■ Material shown ■
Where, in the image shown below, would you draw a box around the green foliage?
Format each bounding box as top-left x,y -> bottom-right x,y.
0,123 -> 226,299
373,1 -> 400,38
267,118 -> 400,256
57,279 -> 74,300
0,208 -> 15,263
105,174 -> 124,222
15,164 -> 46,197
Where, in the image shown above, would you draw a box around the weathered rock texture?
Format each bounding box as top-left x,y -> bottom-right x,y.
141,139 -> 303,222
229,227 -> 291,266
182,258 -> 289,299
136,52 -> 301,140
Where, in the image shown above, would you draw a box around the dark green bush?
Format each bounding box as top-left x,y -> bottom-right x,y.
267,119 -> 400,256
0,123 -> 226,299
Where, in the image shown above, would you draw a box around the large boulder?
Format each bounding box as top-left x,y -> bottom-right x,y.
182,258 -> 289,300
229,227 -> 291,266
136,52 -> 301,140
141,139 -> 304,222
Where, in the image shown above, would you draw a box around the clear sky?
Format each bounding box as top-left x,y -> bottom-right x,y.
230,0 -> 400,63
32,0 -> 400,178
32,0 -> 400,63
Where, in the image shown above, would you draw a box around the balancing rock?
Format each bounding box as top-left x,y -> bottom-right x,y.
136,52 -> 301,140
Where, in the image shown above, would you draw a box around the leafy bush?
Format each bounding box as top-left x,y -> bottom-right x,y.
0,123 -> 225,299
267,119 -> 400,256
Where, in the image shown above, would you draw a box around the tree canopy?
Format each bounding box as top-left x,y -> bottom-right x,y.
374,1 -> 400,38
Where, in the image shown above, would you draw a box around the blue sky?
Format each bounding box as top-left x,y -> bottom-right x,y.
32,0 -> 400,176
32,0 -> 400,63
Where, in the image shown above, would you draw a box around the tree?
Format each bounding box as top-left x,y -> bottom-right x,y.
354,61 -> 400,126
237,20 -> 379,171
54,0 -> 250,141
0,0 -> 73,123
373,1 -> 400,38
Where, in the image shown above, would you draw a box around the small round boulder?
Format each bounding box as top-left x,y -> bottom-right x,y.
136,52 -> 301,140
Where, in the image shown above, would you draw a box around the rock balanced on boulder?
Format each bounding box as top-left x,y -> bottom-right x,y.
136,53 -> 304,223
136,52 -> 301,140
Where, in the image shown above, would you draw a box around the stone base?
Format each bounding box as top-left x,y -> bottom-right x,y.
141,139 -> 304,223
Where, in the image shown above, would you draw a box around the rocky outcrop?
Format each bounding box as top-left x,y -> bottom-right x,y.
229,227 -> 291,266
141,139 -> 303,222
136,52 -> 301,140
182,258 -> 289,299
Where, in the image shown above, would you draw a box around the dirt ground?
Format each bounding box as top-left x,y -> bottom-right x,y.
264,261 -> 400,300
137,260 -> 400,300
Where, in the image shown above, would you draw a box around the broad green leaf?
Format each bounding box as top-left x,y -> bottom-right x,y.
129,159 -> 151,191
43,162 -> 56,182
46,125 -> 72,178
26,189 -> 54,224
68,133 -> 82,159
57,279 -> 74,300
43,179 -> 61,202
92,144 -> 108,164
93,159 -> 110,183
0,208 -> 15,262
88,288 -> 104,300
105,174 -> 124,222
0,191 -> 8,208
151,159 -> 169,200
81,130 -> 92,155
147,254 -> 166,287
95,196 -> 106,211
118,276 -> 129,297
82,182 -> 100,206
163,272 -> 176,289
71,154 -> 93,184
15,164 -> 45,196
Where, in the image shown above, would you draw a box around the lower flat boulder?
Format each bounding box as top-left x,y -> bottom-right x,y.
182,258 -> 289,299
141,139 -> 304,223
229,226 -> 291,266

■ Job ■
Rewrite all of the records above, changing "draw a box around" to "mark the location of" wherever it occurs and leaving every other part of the lines as it is.

■ Result for this task ■
Where, in the image shown below, would you mark the location of the green foliage?
Format each bounding box as top-left x,y -> bottom-right x,y.
0,123 -> 226,299
373,1 -> 400,38
267,118 -> 400,256
57,279 -> 74,300
0,208 -> 15,263
105,174 -> 124,222
15,164 -> 46,197
Where, in the image shown above, would you mark the location of the weathered rock texture?
Format each bounding box as top-left x,y -> bottom-right x,y.
141,139 -> 303,222
229,227 -> 291,266
182,258 -> 289,299
136,52 -> 301,140
Where, in the image shown above, would you mark the location of the dark green bush?
Format each bounding box as top-left x,y -> bottom-right x,y.
267,119 -> 400,256
0,123 -> 226,299
Where, in the image shown above, would you mark the location of the large boulder?
Format each bounding box as top-left x,y -> bottom-right x,y.
182,258 -> 289,300
229,227 -> 291,266
136,52 -> 301,140
141,139 -> 304,222
Where, in the image shown above, would you mark the location of the clear sky?
Format each bounding box as top-left x,y -> bottom-right x,y.
230,0 -> 400,63
32,0 -> 400,178
32,0 -> 400,63
Where, in the image shown above, would you mark the location of the balancing rock?
Format each bounding box as top-left x,y -> bottom-right x,y.
136,52 -> 301,140
Where, in the image shown above, would you mark the location of the leafy bush?
Format each bounding box as top-left x,y -> bottom-right x,y.
0,123 -> 225,299
267,119 -> 400,256
Where, in the image shown above, would you mark the location of the tree canopy?
Format each bounding box as top-left x,y -> bottom-right x,y.
374,1 -> 400,38
Where, in the image shown above, would you mark the location of the blue sky?
Format each bounding box as top-left x,y -> bottom-right x,y.
32,0 -> 400,176
32,0 -> 400,63
Where, in the image shown above, would you mark the location of the tree?
Format each bounding box as top-left x,y -> bottom-right x,y.
354,61 -> 400,126
237,20 -> 379,171
54,0 -> 250,141
0,0 -> 73,123
373,1 -> 400,38
Where, in the image shown above, would you mark the location of the small round boulder?
Format each bounding box as top-left x,y -> bottom-right x,y.
136,52 -> 301,140
Where, in the image shown above, would you mark the location of the rock balanced on boulder?
Format each bounding box as top-left x,y -> bottom-right x,y.
136,53 -> 304,223
136,52 -> 301,140
Where, in the image shown above, would you mark the location of the stone base?
Format each bounding box as top-left x,y -> bottom-right x,y.
141,139 -> 304,223
Where, in the image shown above, would you mark the location of the rocky outcrop?
Format each bounding box as top-left x,y -> bottom-right x,y.
229,227 -> 291,266
141,139 -> 303,222
136,52 -> 301,140
182,258 -> 289,299
Where, in the image shown above, would you mark the location of the dirt ground?
Format each bounding box as top-left x,y -> bottom-right x,y.
264,261 -> 400,300
137,260 -> 400,300
Where, in the image shown above, would you mark the location of the broad green leaf?
Format each bounding box as top-left x,y -> bottom-right x,y.
129,159 -> 151,191
43,162 -> 56,182
46,125 -> 72,178
26,189 -> 54,224
68,133 -> 82,159
57,279 -> 74,300
43,179 -> 61,202
92,144 -> 108,164
93,159 -> 110,183
0,208 -> 15,262
88,288 -> 104,300
105,174 -> 124,222
0,191 -> 8,208
151,159 -> 169,200
81,130 -> 92,155
147,254 -> 166,287
95,196 -> 106,211
118,276 -> 129,297
82,182 -> 100,206
163,272 -> 176,289
71,154 -> 93,184
15,164 -> 45,196
Where, in the image shown above, would you mark the location of the lower flat boulder?
Format each bounding box as top-left x,y -> bottom-right x,y.
182,258 -> 289,299
141,139 -> 304,223
229,226 -> 291,266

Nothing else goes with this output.